▶ _Required work_
Rescale the part of the material that opens with the line containing "Locate the tree canopy" (that line included) and runs through the end of the material. Repeat every line of it, requests included, with each point coordinate in the answers multiplied by 2.5 and rounded to a whole number, halves up, and give only those lines.

☆ ☆ ☆ ☆ ☆

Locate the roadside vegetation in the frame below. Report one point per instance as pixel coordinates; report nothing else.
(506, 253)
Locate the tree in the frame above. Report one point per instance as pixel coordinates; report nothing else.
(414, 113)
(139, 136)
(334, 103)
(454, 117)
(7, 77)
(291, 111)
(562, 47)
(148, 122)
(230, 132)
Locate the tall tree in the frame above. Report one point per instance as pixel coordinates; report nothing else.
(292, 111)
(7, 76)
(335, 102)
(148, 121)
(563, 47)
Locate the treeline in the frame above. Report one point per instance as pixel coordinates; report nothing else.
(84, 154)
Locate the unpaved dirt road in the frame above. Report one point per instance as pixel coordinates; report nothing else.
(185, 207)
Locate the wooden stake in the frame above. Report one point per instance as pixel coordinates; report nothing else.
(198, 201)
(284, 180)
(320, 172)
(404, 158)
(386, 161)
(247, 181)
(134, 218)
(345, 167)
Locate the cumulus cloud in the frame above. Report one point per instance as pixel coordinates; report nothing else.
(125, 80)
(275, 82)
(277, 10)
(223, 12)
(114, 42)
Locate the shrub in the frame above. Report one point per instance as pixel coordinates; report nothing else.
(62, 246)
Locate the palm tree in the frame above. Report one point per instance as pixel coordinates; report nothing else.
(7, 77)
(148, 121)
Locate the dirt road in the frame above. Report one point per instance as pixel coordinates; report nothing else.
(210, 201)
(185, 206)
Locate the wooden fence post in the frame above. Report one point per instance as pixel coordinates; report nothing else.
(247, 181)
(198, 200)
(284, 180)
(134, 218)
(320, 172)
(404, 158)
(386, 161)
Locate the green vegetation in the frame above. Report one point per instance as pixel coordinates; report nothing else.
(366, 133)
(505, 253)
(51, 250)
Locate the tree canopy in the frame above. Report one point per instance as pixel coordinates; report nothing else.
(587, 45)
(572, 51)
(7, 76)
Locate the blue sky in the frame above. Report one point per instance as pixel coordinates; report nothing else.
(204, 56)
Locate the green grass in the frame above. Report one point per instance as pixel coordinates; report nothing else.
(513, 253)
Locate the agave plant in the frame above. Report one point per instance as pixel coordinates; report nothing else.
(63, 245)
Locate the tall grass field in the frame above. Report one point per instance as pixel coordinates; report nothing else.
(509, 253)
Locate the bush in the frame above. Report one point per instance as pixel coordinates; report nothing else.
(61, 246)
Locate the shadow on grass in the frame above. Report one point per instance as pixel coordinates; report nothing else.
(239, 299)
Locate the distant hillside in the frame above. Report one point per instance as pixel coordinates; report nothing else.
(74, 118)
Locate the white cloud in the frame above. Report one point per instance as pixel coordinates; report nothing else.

☆ ☆ ☆ ☆ ☆

▶ _Answer to the problem_
Locate the tree canopy in the frame above. Report one point per instance as pixel coordinates; report nothing else.
(1468, 113)
(1430, 128)
(18, 190)
Locate the blue sky in the frame above. Report one point per instance as pixel coordinates; report nothing else.
(510, 140)
Locate the green grass in the frame above. Report one point per instance as pixel coordinates; report nothing else.
(1283, 633)
Locate the agave plant in the frame above. Report one point per instance as pixel coordinates; report nothing else.
(158, 613)
Locate the tall grass field in the frame above. Report one point per instance as pixel coordinates; report nothing else.
(1273, 633)
Locate the bush in the frame above. Report one point per instance as pixel coordinates; report nothing else.
(153, 615)
Locate the shadow on grass in the frame above. Report one point per instance as pixel coordinates; report nothing else.
(598, 748)
Locate the distant hillside in the frame above. Report one point per instance as pixel coordinates; report nothing else.
(185, 295)
Locate the white cloud in the frame above. Report one point per instance as pixel coordinates; report nothing else.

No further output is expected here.